本文 –
日立製作所は6月8日、機関投資家やアナリスト、報道機関向けの事業戦略説明会「Hitachi Investor Day 2021」をオンラインで開催した。

同社の執行役会長兼執行役社長兼CEOを務める東原敏昭氏や各セクターの責任者が2021年度の中期経営計画の進捗などについて説明するなか、インダストリーセクターの取り組みについて、執行役副社長 インダストリー事業統括本部長の青木優和氏より説明が行われた。

  • 青木氏

    発表を行った執行役副社長 インダストリー事業統括本部長の青木優和氏

2021年度の見通しは増収・増益

インダストリーセクターは、日立製作所内の「産業・流通ビジネスユニット」「水・環境ビジネスユニット」とプロダクト事業を展開する「日立産機システム」と「日立インダストリアルプロダクツ」の2つの分社会社の4つから構成されており、製造業で使用するプロダクトからOT、ITといった現場から経営まで幅広いソリューションをセクター内に持つ。

2020年5月に公表した売上収益では、COVID-19の影響を鑑み、当初打ち出していた売上収益より1,476憶円下回る7,618憶円、調整後営業利益率は4.3ポイント下回る3.2%の下方修正を行っていた。

しかし、グローバル事業の拡大やデジタル事業へのシフトによって売上を確保し、2020年度の実績値では下方修正した売上収益を963憶円上回る8,581憶円、調整後営業利益率は5.7%の実績となったと説明した。

また、2021年度について、COVID-19の影響が継続するもののDXニーズをとらえることで、売上収益が8,800憶円、調整後営業利益率は8.2%と増収・増益の見通しであると説明した。

  • 業績推移

    インダストリーセクターの業績推移

好調なグローバル事業、今後はロボティクスSIとデジタルの融合を強化

次に、買収を行った企業の業績の説明が行われた。

提供項目 –
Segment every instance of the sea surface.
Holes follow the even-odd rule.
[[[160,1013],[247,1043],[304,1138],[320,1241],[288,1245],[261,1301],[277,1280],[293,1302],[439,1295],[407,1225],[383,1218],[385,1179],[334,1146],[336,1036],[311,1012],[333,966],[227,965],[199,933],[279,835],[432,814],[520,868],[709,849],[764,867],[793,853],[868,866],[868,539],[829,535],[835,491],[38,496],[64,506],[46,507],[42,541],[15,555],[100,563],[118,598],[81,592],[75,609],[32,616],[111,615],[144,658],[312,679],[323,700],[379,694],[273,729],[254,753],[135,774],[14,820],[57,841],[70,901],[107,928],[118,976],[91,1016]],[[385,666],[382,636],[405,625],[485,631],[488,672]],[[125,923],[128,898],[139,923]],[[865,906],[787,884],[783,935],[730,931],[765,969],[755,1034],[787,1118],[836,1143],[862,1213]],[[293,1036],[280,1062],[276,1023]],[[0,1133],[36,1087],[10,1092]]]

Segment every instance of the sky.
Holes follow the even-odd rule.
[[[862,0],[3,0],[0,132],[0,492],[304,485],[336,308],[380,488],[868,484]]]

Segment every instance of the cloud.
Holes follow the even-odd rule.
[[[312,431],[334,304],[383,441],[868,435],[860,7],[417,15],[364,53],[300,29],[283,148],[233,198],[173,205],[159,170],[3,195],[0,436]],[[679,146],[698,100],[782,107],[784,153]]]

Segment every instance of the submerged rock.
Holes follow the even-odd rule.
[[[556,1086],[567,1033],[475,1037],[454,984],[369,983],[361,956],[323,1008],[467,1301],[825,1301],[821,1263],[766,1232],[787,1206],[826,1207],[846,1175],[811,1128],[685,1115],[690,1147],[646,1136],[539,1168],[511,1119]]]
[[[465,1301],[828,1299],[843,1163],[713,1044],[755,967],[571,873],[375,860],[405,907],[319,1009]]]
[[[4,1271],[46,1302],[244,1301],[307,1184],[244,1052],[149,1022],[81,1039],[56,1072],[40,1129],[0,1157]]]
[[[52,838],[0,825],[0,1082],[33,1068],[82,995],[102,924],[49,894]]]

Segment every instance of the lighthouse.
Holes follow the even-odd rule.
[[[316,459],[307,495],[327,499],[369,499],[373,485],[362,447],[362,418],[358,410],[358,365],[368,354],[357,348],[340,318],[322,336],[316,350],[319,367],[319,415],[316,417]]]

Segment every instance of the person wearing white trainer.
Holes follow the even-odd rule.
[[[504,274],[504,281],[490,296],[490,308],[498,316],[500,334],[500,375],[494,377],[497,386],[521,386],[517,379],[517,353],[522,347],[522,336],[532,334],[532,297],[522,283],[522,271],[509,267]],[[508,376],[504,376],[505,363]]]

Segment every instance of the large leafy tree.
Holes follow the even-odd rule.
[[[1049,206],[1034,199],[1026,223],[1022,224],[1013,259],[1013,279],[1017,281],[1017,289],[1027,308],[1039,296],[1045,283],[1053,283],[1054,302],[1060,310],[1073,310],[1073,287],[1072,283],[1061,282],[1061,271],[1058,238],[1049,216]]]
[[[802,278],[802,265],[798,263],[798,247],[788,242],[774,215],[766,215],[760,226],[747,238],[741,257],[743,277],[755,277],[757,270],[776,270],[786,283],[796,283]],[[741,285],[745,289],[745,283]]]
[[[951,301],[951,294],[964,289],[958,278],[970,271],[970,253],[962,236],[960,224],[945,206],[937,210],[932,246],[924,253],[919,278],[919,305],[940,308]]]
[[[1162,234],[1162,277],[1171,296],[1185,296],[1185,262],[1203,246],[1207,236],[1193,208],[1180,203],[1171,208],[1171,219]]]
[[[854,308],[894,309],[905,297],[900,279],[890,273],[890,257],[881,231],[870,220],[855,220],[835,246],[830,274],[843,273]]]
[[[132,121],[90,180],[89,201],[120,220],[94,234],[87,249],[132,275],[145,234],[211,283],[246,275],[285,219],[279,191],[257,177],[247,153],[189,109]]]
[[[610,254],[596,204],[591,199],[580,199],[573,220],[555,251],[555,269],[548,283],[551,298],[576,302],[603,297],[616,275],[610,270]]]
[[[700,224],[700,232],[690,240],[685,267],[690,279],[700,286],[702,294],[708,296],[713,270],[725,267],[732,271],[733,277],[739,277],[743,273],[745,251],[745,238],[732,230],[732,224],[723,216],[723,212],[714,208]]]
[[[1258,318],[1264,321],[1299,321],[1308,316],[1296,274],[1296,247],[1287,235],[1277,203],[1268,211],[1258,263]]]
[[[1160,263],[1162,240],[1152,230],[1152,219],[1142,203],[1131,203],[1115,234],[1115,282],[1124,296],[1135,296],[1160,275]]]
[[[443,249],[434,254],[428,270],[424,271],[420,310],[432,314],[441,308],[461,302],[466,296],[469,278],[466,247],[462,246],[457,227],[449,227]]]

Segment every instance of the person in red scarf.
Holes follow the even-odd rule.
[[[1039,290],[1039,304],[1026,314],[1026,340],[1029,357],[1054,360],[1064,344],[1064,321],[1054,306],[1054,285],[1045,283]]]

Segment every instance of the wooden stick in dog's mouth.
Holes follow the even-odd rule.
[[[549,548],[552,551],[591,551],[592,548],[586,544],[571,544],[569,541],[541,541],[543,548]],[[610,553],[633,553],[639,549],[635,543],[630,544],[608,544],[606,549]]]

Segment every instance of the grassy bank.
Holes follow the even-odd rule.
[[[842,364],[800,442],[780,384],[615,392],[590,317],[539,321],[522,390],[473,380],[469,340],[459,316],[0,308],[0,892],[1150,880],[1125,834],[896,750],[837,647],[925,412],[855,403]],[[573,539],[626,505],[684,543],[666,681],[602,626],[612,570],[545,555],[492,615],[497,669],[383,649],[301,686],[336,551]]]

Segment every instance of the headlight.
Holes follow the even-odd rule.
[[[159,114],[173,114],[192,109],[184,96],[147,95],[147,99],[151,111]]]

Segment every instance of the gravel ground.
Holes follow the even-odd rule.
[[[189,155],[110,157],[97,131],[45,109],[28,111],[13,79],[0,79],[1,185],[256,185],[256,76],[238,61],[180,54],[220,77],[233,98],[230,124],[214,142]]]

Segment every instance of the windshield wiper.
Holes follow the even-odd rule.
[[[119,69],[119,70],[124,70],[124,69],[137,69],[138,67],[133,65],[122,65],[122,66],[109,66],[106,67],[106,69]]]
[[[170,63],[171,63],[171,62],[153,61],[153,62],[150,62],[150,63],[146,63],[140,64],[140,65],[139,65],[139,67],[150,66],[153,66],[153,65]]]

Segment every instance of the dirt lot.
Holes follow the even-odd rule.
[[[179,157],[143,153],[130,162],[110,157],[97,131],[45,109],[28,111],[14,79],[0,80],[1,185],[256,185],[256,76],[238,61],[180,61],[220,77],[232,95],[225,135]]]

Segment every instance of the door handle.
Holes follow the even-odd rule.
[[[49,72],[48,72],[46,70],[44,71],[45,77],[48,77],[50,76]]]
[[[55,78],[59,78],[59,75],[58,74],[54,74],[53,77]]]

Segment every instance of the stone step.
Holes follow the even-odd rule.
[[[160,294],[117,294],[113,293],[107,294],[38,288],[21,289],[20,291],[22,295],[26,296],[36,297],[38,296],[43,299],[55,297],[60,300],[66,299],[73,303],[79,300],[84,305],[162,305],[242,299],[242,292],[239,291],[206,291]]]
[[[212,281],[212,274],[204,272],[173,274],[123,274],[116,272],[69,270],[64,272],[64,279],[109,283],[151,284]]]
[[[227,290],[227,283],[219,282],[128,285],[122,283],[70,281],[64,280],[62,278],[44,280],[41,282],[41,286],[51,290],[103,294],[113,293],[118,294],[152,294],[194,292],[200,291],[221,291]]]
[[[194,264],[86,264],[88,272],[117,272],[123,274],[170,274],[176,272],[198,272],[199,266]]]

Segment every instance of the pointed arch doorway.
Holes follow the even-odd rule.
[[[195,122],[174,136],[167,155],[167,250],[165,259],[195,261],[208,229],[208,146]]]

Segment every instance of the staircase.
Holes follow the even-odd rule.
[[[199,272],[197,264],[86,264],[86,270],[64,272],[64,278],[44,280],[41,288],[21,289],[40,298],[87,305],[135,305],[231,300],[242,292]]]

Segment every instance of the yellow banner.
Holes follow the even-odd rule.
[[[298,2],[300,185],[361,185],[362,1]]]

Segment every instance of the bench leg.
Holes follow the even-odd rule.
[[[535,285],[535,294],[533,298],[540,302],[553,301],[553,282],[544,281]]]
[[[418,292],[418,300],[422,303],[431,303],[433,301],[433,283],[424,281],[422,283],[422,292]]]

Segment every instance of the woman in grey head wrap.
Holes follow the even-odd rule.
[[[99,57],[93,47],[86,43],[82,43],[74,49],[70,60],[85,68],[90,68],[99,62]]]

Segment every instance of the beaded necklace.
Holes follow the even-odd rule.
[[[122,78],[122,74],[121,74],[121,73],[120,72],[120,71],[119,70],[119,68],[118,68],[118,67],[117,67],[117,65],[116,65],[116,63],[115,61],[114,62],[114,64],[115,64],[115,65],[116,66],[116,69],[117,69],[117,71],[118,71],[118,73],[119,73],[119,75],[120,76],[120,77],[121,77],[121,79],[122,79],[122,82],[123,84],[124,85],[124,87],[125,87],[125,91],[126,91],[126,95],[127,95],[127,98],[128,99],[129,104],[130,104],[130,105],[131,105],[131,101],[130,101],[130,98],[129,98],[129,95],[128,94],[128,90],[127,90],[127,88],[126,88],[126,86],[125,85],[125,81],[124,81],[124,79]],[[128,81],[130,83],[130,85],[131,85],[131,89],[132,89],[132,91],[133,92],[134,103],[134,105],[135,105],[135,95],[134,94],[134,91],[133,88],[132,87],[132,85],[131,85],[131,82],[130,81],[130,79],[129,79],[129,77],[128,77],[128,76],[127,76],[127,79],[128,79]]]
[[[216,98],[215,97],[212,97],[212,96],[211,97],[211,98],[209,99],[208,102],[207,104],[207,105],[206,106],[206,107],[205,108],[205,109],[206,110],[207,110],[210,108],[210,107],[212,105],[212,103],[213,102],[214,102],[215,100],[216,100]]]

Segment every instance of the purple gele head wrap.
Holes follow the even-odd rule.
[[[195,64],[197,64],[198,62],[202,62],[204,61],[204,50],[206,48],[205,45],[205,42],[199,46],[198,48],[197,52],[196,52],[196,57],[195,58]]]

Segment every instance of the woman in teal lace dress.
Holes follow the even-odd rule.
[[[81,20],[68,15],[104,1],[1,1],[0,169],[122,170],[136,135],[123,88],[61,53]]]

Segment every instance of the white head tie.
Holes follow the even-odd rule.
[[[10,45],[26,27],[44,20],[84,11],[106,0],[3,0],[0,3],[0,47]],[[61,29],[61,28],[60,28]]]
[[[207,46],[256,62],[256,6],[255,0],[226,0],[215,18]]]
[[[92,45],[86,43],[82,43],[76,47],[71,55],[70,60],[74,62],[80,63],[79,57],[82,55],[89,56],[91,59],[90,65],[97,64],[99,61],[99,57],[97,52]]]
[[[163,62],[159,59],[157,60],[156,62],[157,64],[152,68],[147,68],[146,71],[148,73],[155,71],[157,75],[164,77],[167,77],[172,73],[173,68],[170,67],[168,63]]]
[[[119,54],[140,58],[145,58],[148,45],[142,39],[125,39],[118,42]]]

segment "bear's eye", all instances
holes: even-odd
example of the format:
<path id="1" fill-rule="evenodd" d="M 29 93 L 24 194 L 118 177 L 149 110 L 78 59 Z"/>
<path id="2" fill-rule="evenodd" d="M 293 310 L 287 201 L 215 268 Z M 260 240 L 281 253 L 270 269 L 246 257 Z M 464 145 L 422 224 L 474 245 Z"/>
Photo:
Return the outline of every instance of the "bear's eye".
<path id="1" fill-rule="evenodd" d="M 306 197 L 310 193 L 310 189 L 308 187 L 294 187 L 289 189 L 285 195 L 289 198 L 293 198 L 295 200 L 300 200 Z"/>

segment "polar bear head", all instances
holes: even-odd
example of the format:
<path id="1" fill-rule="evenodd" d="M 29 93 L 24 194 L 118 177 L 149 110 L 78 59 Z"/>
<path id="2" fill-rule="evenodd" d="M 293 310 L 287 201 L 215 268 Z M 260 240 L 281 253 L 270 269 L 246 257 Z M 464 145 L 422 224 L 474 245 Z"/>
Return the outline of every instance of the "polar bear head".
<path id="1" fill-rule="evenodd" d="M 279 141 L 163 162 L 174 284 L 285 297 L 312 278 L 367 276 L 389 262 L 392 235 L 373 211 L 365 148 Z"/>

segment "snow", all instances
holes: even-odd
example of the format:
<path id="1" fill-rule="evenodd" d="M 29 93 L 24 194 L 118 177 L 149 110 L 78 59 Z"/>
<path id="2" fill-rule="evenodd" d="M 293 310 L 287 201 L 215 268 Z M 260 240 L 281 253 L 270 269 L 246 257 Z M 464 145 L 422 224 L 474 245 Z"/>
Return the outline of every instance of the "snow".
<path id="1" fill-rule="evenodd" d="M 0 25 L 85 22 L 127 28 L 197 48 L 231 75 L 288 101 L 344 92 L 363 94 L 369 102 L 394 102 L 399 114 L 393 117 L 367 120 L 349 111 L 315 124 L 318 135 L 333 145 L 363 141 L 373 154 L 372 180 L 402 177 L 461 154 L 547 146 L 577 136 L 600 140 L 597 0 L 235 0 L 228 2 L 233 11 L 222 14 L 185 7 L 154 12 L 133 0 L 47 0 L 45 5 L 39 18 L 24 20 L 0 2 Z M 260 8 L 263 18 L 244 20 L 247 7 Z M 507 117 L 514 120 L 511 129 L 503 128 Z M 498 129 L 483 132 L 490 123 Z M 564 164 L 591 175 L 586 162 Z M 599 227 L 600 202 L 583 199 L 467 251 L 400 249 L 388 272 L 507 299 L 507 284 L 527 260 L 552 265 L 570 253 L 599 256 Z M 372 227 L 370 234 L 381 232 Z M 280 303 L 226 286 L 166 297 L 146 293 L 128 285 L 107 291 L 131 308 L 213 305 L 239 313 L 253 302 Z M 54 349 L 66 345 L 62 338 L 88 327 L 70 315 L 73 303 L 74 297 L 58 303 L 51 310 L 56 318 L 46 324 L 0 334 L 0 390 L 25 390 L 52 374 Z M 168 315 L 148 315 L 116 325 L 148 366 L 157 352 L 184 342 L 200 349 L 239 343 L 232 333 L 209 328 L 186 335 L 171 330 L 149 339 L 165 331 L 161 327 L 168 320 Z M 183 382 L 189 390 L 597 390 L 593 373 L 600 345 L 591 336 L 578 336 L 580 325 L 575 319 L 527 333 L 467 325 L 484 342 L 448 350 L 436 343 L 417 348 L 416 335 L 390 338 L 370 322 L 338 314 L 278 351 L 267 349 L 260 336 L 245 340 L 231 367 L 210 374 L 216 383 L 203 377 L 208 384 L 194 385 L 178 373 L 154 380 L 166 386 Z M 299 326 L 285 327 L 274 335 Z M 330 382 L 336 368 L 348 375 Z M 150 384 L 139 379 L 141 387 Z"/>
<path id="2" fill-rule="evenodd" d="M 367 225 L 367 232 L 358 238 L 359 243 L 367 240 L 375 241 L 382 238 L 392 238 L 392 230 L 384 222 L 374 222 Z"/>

課題 –
本文を2文で要約してください。 項目はここでは使いません。

回答欄 –
日立製作所は6月8日、事業戦略説明会「Hitachi Investor Day 2021」をオンラインで開き、インダストリーセクターの取り組みについて青木優和氏が説明した。同セクターはグローバル事業の拡大やデジタル事業へのシフトで売上を確保しており、2021年度はCOVID-19の影響が続くもののDXニーズをとらえて増収・増益を見込んでいると説明された。